[Image point grounding data]

• • •

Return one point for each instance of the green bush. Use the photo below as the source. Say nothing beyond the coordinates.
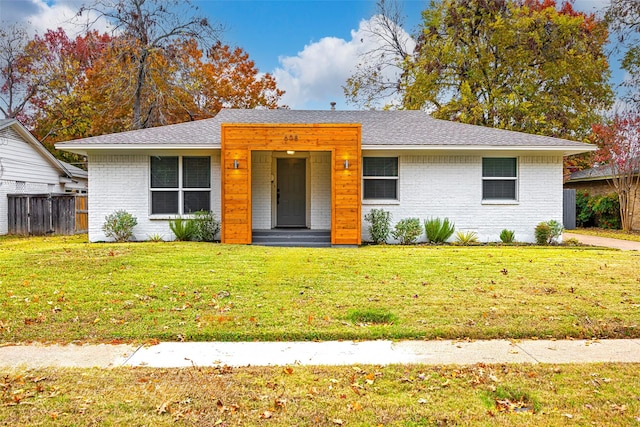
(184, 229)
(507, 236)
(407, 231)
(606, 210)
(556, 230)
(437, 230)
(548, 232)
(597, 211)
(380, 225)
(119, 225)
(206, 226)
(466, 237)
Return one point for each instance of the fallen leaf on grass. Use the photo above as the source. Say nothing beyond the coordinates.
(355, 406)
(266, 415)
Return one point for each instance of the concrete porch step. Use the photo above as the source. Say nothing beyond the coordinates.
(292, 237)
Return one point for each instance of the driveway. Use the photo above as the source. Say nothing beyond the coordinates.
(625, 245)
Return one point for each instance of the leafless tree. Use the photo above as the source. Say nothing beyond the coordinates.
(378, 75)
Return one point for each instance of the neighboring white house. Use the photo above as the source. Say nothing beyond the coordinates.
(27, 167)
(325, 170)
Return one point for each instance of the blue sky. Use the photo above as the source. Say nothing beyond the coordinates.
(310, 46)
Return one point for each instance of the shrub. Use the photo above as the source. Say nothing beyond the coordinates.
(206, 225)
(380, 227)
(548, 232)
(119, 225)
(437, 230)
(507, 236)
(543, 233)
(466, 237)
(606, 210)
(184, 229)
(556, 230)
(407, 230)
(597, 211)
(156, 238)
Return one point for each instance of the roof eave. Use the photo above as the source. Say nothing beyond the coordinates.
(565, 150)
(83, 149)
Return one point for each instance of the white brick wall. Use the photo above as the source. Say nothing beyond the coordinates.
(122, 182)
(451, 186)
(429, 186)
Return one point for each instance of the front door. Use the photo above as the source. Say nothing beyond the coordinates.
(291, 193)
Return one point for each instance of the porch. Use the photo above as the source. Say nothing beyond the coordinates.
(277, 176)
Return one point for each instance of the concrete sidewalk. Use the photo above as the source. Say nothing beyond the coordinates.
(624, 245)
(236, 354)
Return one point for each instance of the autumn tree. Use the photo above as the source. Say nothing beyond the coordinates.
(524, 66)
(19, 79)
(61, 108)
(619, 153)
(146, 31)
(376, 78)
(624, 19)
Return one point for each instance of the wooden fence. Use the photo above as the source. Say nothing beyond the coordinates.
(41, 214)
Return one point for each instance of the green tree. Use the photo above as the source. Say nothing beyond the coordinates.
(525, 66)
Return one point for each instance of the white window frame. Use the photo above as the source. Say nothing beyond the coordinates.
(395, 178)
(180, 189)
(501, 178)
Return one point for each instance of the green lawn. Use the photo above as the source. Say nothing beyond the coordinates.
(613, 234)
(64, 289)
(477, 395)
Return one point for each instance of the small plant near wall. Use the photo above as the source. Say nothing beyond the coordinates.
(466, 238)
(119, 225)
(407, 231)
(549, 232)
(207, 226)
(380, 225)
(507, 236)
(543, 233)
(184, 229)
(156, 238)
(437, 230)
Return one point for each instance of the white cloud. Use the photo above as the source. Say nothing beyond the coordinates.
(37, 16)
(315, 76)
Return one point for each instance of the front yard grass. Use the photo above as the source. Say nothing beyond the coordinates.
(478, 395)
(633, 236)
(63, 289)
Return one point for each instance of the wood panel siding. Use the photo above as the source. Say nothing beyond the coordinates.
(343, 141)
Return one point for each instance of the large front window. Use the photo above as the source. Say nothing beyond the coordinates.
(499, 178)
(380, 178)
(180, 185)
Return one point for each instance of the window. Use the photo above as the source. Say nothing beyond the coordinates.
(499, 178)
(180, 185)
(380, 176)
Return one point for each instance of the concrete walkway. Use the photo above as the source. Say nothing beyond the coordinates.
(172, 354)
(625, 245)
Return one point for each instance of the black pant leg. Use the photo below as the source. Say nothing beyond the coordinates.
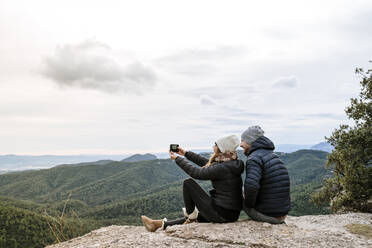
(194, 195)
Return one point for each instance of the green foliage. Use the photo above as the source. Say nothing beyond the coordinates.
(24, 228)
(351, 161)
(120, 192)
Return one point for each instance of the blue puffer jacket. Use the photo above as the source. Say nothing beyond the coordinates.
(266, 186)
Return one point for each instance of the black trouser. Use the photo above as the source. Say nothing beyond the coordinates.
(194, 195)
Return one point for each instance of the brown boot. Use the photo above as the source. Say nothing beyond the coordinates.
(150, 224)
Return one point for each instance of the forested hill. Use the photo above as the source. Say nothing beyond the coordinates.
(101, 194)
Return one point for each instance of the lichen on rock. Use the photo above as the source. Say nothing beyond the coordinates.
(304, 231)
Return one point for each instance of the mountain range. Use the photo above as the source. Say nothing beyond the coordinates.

• • •

* **Task to complete**: Your task is to copy the entries in full and exactly, without any images.

* **Exercise solution**:
Return one point for each instance of the green bush. Use the photo below as the source. Say nothing beyond the coordinates.
(184, 229)
(507, 236)
(407, 231)
(606, 210)
(556, 230)
(437, 230)
(548, 232)
(597, 211)
(380, 225)
(119, 225)
(206, 226)
(466, 237)
Return one point for each instance of the fallen leaf on grass. Use the photo above as the source. Say nothing beyond the coordinates.
(355, 406)
(266, 415)
Return one point for each instance of the concrete porch step. Use the photo above as the source. Say nothing beyond the coordinates.
(292, 237)
Return one point for each instance of the driveway. Use the photo above as the source. Say nothing beyond the coordinates.
(625, 245)
Return one point for each instance of the leafless tree. Use the photo above as the source. Say nothing beyond the coordinates.
(378, 75)
Return one point for each instance of the neighboring white house. Use the photo above as the source. Say nothing beyond the coordinates.
(27, 167)
(325, 170)
Return one point for each instance of the blue sky. Use the photo above as the source. Say nothing beyond the coordinates.
(310, 46)
Return one point for each instance of the shrub. Use the photo above as the source. Say nothing beyond the coordinates.
(206, 225)
(380, 227)
(548, 232)
(119, 225)
(437, 230)
(507, 236)
(543, 233)
(466, 237)
(606, 210)
(184, 229)
(556, 230)
(407, 230)
(597, 211)
(156, 238)
Return one point for each instance of the roof eave. Use the photo above as the source. Say nothing beyond the coordinates.
(565, 150)
(83, 149)
Return one point for each instance of the white brick wall. Use the photo above as the source. Say nothing beyond the coordinates.
(122, 182)
(451, 186)
(429, 186)
Return one point for each instance of the front door. Use the photo above as the source. Say nothing beyond the coordinates.
(291, 193)
Return one point for each instance of the porch. Use the photo above as the source. Say nothing beyond the coordinates.
(277, 176)
Return one point for each instance of the concrete sidewalk. Use the photo above as the source. Say nothing beyond the coordinates.
(624, 245)
(236, 354)
Return one point for each instance of the autumn tree. Use the photo above as the source. Say nothing beyond the coordinates.
(524, 66)
(19, 79)
(61, 108)
(619, 153)
(146, 31)
(376, 78)
(624, 19)
Return one point for each instance of the wooden fence. Use the photo above as the source. Say nothing beyond the coordinates.
(41, 214)
Return one point for each instance of the green tree. Use the photo above as the source. Say nothing beyond the coordinates.
(525, 66)
Return one point for each instance of the white window frame. Use the photo above as the source. Say nothing beyond the coordinates.
(395, 178)
(180, 189)
(501, 178)
Return one point for each instance of the green lawn. Use the photo above as the source. Say nothing beyond the coordinates.
(613, 234)
(64, 289)
(477, 395)
Return one point for each instance of the small plant near wall. Use the photo above as the source. Say nothing beyond the coordinates.
(466, 238)
(119, 225)
(407, 231)
(549, 232)
(207, 226)
(380, 225)
(507, 236)
(543, 233)
(184, 229)
(156, 238)
(437, 230)
Return one point for each instance of the white cloud. Use the photo above as the source. Say nothing beyond the coordinates.
(37, 16)
(315, 76)
Return one point for each instance of the front yard grass. Use the photo above as the source. Say nothing beyond the coordinates.
(478, 395)
(633, 236)
(63, 289)
Return one point for each instance of the wood panel siding. Use the photo above as the source. Say nothing beyond the coordinates.
(343, 141)
Return one point for each instance of the large front window. Use the photo above as the source. Say nothing beyond the coordinates.
(499, 178)
(380, 178)
(180, 185)
Return one point for each instance of the window. Use the photo above as the source. Say nothing beyond the coordinates.
(499, 178)
(180, 185)
(380, 176)
Return one point for each instance of the concrete walkway. Use the photo above as the source. Say nothing beyond the coordinates.
(172, 354)
(625, 245)
Return one point for each instance of the black pant leg. Use the photo below as the source. Say nothing beyond the coordinates.
(194, 195)
Return one point for each instance of the green foliage. Use the photo above as the source. Say nothing beyond the coordinates.
(24, 228)
(351, 161)
(120, 192)
Return one point for each instance of the blue puffer jacket. Use the photo above as the source. Say nothing beyond the coordinates.
(266, 186)
Return one point for each instance of the black trouser. Use the photo above as the source. Say nothing beyond the coordinates.
(194, 195)
Return one point for each instance of the brown boot. Use the photo above as the source. Say nothing beyond the coordinates.
(150, 224)
Return one point for each instance of the forested hill. Use the photo above as the source. Say nothing beyond the coordinates.
(101, 194)
Return one point for each instance of the lichen on rock. Use the photo above as the source. Say nothing beyond the coordinates.
(304, 231)
Return one point for each instance of the mountain range. Use the photo above as the source. Say nothing beyond the coordinates.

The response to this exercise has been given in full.